>> Start

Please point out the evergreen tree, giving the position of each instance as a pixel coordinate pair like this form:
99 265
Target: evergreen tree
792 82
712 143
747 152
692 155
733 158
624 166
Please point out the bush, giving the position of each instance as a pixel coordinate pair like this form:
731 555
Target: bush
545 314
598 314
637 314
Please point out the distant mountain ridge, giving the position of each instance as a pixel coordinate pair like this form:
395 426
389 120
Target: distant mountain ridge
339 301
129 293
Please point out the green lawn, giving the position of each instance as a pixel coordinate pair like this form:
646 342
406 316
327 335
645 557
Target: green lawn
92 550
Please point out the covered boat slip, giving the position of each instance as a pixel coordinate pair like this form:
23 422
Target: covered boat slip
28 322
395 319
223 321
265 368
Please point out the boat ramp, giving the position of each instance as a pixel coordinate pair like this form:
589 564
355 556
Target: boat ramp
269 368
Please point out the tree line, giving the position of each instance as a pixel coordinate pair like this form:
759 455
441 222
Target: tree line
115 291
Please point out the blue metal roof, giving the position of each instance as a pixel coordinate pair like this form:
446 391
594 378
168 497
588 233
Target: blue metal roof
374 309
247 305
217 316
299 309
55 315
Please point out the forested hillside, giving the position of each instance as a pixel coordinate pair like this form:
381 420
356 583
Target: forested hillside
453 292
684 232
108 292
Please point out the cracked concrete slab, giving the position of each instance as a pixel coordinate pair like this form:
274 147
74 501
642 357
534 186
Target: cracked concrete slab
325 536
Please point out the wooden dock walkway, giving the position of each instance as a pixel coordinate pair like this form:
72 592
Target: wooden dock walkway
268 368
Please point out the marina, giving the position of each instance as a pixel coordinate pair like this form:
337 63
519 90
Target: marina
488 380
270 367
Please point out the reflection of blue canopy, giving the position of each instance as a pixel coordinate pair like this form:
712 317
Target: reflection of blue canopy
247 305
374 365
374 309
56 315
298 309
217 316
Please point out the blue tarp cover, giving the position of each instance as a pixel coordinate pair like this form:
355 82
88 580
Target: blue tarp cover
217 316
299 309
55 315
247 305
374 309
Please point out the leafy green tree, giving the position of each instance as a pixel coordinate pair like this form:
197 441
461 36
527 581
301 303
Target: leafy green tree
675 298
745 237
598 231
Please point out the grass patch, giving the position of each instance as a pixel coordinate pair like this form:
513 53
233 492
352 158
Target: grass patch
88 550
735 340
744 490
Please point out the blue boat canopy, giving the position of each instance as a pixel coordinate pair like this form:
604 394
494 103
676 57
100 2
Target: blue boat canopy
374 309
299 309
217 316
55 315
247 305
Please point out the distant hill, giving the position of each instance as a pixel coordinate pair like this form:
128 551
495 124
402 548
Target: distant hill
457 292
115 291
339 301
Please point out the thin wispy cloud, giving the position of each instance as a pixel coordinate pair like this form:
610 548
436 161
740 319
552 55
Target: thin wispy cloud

>> End

EXERCISE AIM: Return the listing above in full, character for character.

WRITTEN REPLY:
Please point out the evergreen tree, giving the position of each instance as a pixel coordinate pair like this form:
99 265
Target: evergreen tree
792 82
712 143
747 152
692 155
733 158
624 166
Please point out the bush, giving the position of each instance as a pixel coordinate pair like this form:
731 555
Target: bush
545 314
598 314
637 314
Please point out the distant mountain ridge, giving the position of each instance as a pixel coordinate pair like this form:
395 426
389 120
Target: distant mountain ridge
339 301
129 293
Please point out the green lawn, giving the position of each instance as a pixel coordinate pair like this form:
646 342
406 316
327 335
645 557
Target: green lawn
92 550
Please point out the covered boat slip, giving the position of each instance as a pixel coordinate pair like this form:
23 422
Target: covered boat slip
28 322
395 319
223 321
265 368
Please point out the boat ramp, giving the position of each instance as a pixel coordinate pair like this form:
589 564
355 556
Target: boat ramp
269 368
Please point out the tree line, giving the position of each instance as a pixel coordinate pair like this form:
759 455
441 222
Target: tree line
115 291
Please point out the blue metal roof, giving the position of each instance as a pixel coordinate pair like this form:
446 391
594 378
168 497
588 233
Target: blue metal roof
374 309
247 305
217 316
299 309
55 315
Please point out the forested hillside, giving the position of each instance as a pixel coordinate pair like this form:
381 420
356 583
Target: forested hillside
453 292
684 232
108 292
Please point out the cracked concrete slab, giving the position of each instance as a pixel coordinate pair like this form:
274 147
74 501
642 357
534 186
Target: cracked concrete slab
325 536
Please point out the wooden dock walkway, giving the position of each instance as a pixel coordinate pair like this form:
72 592
Target: wooden dock walkway
268 368
Please point out the marina, giving the position of each instance as a pixel coordinate pair like this form:
337 63
519 90
Target: marina
488 380
270 367
Please point out the reflection of blue canopy, giving the position of each instance as a pixel coordinate pair like this form:
712 317
Target: reflection of blue canopy
247 305
374 365
374 309
56 315
298 309
217 316
Please point out the blue tarp cover, giving the position of each instance as a pixel coordinate pair like this form:
355 82
88 580
Target: blue tarp cover
217 316
299 309
55 315
247 305
374 309
Please point out the leafy green tree, giving the position of each instance as a pixel coordinate pair like this form:
197 441
461 36
527 581
301 303
Target: leafy green tree
675 298
745 237
598 231
Please point out the grass patch, giving the position of each instance as a pixel coordinate pair like this form:
513 53
233 492
352 158
Target: grass patch
88 550
735 340
744 490
Please point out the blue boat canopy, giving the position of each instance as a pixel coordinate pair like this form:
604 394
494 103
676 57
100 2
Target: blue boat canopy
374 309
299 309
217 316
55 315
247 305
Please point out the distant hill, giving the position of each instance as a pixel coordinate pair like this form:
128 551
495 124
402 548
Target: distant hill
457 292
115 291
339 301
Please point out the thin wispy cloud, giving the position of each instance as a pixel coordinate pair like this form:
610 548
436 161
740 319
552 55
Target: thin wispy cloud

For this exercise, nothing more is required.